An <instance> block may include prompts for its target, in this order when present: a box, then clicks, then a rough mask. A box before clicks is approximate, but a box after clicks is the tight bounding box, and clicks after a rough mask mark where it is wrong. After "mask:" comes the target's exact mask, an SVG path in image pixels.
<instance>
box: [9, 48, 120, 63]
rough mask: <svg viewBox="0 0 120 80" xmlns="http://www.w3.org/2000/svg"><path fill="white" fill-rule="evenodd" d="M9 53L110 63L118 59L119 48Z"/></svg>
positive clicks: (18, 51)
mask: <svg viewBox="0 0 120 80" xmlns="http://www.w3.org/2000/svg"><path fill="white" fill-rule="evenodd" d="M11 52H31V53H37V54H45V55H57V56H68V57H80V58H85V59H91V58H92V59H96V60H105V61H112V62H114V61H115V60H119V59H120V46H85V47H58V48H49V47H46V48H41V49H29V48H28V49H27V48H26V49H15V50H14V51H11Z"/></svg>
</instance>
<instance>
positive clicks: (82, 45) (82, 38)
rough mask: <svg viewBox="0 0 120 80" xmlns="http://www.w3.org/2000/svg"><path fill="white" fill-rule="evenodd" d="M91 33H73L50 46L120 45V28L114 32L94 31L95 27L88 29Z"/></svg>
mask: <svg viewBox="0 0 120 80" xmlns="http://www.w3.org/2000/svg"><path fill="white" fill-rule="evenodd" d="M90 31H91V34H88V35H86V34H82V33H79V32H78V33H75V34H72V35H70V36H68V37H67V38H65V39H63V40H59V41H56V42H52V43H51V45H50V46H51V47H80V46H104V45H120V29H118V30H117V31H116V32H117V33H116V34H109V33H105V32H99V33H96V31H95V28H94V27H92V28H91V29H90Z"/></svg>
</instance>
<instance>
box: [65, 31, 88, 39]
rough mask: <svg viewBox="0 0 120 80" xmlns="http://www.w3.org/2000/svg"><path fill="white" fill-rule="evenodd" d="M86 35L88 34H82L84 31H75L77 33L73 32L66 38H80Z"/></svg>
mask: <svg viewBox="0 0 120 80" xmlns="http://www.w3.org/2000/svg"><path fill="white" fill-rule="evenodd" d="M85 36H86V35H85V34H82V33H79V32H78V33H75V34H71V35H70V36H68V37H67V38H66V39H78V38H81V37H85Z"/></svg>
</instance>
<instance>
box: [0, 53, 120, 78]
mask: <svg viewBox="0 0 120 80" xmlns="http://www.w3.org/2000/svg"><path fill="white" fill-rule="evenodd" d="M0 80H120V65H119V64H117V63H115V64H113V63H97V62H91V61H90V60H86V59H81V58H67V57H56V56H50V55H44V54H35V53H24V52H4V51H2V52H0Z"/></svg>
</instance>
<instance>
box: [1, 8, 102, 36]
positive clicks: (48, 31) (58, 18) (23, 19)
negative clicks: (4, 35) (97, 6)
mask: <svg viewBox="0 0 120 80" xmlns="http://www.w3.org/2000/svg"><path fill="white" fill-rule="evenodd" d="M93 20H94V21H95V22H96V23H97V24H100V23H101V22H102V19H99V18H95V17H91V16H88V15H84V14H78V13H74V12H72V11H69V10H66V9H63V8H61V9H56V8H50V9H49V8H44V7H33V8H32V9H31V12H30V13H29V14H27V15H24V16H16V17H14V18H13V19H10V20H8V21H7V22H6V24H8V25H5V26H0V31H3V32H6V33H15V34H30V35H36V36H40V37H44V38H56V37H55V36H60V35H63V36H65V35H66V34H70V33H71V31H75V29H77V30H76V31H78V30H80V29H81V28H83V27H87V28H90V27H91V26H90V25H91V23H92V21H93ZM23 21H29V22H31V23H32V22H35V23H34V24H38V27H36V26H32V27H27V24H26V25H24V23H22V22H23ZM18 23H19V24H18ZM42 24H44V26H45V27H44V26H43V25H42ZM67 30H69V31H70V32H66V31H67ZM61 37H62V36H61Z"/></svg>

━━━━━━━━

▶ Aim of the exercise: Rewrite the stretch from the start of the records through the line containing "positive clicks: (18, 51)", changing every "rough mask" to "coarse mask" and keeping everything else the same.

▶ Completed exercise:
An <instance> block may include prompts for its target, in this order when present: a box, then clicks, then a coarse mask. A box before clicks is approximate, but a box after clicks is the tight bounding box, and clicks after a coarse mask mark where it is wrong. After "mask:" comes the target's exact mask, an SVG path in image pixels.
<instance>
box: [9, 48, 120, 63]
coarse mask: <svg viewBox="0 0 120 80" xmlns="http://www.w3.org/2000/svg"><path fill="white" fill-rule="evenodd" d="M9 53L110 63L118 59L119 48Z"/></svg>
positive clicks: (18, 51)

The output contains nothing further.